• [THE PROBLEM]
Could you continue the passage on the nonlinear equations for the CME of a, b, and \(\delta\) from the point where it stops?

• [SELECTED EXTRACT]
+++++

Alternatively, the CME of a, b, and \(\delta\) can be obtained by solving the following nonlinear equations in place of using Eq. (11) as:

$$\frac{\partial \zeta }{{\partial a}} = \sum\limits_{k = 1}^{{q_{1} }} {\left\{ {1 - \frac{2}{{1 + e^{{a\,z_{(1k)}^{b} }} }} - \frac{2k - 1}{{2q_{1} }}} \right\}} \,\,\,\,\vartheta_{1} (\,z_{(1k)} \left| {a,b} \right.) + \sum\limits_{k = 1}^{{q_{2} }} {\left\{ {1 - \left( {\frac{2}{{1 + e^{{a\,z_{(2k)}^{b} }} }}} \right)^{\delta } - \frac{2k - 1}{{2q_{2} }}} \right\}} \,\,\,\,\vartheta_{2} (\,z_{(2k)} \left| \phi \right.) = 0,$$

$$\frac{\partial \zeta }{{\partial b}} = \sum\limits_{k = 1}^{{q_{1} }} {\left\{ {1 - \frac{2}{{1 + e^{{a\,z_{(1k)}^{b} }} }} - \frac{2k - 1}{{2q_{1} }}} \right\}} \,\,\,\,\vartheta_{3} (\,z_{(1k)} \left| {a,} \right.b) + \sum\limits_{k = 1}^{{q_{2} }} {\left\{ {1 - \left( {\frac{2}{{1 + e^{{a\,z_{(2k)}^{b} }} }}} \right)^{\delta } - \frac{2k - 1}{{2q_{2} }}} \right\}} \,\,\,\,\vartheta_{4} (\,z_{(2k)} \left| \phi \right.) = 0,$$

and

$$\frac{\partial \zeta }{{\partial \delta }} = \sum\limits_{k = 1}^{{q_{2} }} {\left\{ {1 - \left( {\frac{2}{{1 + e^{{a\,z_{(2k)}^{b} }} }}} \right)^{\delta } - \frac{2k - 1}{{2q_{2} }}} \right\}} \,\,\,\,\vartheta_{5} (\,z_{(2k)} \left| \phi \right.) = 0,$$

$$\text{ where}\ \,\vartheta_{1} (\,z_{(1k)} \left| {a,b} \right.) = \frac{{2e^{{a\,z_{(1k)}^{b} }} z_{(1k)}^{b} }}{{(1 + e^{{a\,z_{(1k)}^{b} }} )^{2} }},\,\,\,\,\,\,\vartheta_{2} (\,z_{(2k)} \left| \phi \right.) = \frac{{2^{\delta } \delta e^{{a\,z_{(2k)}^{b} }} z_{(2k)}^{b} }}{{(1 + e^{{a\,z_{(2k)}^{b} }} )^{\delta + 1} }},$$

(12)

+++++

• [Box annotation data rows]
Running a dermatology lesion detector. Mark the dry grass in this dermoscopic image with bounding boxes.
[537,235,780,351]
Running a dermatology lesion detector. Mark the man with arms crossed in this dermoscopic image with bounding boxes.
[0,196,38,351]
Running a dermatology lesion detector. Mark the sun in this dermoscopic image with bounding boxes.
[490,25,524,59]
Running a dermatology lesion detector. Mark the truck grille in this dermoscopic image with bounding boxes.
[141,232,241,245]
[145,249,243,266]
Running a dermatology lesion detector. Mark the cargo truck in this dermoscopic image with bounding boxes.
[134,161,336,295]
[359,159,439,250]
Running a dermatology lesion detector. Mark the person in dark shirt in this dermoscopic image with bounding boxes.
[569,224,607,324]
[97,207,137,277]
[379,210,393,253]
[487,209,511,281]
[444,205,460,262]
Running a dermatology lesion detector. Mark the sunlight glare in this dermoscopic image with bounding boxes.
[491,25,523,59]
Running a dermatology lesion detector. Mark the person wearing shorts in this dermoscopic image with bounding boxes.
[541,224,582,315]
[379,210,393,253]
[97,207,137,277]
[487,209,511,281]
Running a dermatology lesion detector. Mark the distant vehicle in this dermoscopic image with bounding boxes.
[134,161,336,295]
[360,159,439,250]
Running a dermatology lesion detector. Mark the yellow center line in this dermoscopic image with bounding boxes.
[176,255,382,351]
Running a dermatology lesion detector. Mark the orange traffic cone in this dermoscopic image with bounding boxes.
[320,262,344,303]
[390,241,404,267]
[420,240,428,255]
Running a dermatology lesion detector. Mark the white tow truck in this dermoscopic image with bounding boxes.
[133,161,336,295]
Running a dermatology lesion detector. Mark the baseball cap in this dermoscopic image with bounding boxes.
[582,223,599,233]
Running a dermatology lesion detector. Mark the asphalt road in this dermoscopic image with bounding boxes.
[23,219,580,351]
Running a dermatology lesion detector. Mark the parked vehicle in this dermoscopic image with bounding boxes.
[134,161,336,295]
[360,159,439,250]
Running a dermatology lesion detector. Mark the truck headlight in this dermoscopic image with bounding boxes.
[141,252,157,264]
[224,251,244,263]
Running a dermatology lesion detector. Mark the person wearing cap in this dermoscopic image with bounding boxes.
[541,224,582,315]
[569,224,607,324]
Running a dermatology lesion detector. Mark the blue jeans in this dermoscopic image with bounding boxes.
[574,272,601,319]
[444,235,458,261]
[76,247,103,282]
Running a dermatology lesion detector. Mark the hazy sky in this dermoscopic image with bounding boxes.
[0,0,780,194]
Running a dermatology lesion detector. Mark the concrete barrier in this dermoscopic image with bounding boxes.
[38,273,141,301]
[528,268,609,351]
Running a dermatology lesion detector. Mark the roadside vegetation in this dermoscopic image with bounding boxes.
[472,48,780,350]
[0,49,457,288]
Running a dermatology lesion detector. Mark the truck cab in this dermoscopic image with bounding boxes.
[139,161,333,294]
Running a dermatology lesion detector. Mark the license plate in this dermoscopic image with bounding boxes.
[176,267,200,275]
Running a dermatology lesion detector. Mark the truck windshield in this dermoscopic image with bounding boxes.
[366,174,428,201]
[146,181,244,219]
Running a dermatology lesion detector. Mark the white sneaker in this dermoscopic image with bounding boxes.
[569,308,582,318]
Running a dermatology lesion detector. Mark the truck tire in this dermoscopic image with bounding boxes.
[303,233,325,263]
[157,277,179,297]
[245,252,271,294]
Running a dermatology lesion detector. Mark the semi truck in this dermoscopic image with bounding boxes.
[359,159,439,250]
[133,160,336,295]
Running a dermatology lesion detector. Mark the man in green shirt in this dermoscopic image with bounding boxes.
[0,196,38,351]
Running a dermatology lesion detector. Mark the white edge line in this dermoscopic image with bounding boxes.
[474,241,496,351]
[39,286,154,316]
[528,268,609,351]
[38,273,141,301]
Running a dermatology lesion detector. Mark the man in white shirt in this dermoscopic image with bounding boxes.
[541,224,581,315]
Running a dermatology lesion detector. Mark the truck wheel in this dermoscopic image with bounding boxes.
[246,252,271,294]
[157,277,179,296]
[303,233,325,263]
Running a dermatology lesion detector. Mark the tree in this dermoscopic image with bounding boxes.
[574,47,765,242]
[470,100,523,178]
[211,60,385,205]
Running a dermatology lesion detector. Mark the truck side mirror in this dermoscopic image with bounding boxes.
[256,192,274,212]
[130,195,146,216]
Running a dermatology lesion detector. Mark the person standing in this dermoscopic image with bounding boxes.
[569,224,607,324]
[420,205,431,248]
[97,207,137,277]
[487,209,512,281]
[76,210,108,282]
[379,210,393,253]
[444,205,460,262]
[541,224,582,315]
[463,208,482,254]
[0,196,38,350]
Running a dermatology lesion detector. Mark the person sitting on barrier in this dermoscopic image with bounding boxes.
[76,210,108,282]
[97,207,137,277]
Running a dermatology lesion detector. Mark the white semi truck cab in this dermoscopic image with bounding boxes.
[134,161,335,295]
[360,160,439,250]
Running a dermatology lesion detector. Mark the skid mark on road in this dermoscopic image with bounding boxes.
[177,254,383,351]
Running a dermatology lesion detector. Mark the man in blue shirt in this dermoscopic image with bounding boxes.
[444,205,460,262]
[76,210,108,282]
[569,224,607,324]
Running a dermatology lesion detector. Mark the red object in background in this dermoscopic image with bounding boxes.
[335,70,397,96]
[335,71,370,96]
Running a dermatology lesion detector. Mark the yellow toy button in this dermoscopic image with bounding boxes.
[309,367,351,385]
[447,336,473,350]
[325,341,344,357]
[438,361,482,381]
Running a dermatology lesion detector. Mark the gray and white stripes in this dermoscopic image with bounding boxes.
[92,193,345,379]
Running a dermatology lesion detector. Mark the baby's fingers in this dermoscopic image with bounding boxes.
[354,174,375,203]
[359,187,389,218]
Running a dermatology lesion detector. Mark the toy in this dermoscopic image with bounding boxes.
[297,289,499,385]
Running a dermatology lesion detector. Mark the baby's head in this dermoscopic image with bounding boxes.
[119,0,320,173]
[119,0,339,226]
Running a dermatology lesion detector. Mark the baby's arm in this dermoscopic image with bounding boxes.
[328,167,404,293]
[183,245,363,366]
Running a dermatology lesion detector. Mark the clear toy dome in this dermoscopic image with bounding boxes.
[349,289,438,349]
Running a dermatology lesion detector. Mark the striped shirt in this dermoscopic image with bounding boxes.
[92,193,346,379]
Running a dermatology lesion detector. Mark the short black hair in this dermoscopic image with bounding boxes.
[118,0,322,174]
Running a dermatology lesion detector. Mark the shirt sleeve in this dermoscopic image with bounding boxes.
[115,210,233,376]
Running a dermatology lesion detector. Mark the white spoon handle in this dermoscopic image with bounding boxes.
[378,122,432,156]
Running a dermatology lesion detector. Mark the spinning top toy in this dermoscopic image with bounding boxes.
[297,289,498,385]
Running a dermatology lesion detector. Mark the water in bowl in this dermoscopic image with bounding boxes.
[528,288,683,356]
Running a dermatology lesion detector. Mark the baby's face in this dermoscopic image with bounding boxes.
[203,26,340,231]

+++++

• [REPLY]
$$\,\vartheta_{3} (\,z_{(1k)} \left| {a,} \right.b) = \frac{{2ae^{{a\,z_{(1k)}^{b} }} z_{(1k)}^{b} \ln z_{(1k)} }}{{(1 + e^{{a\,z_{(1k)}^{b} }} )^{2} }},\,\,\,\,\,\,\vartheta_{4} (\,z_{(2k)} \phi ) = \frac{{a2^{\delta } \delta e^{{a\,z_{(2k)}^{b} }} z_{(2k)}^{b} \ln z_{(2k)} }}{{(1 + e^{{a\,z_{(2k)}^{b} }} )^{\delta + 1} }},$$

(13)

and

$$\,\,\,\vartheta_{5} (\,z_{(2k)} \left| \phi \right.) = \left( {\frac{2}{{1 + e^{{a\,z_{(2k)}^{b} }} }}} \right)^{\delta } \ln \left( {\frac{2}{{1 + e^{{a\,z_{(2k)}^{b} }} }}} \right).$$

(14)

Anderson–Darling estimators

In place of statistical tests, Anderson and Darling³⁸ developed a test to identify deviations from the normal distribution in sample distributions. This sub-section provides ADE for the parameters and acceleration factor of the PHLD under CPALT. Suppose that Z_(hk), \(k = 1,2,...,q_{h}\), \(h = 1,2\) are two full-ordered samples from the PHLD in the CPALT.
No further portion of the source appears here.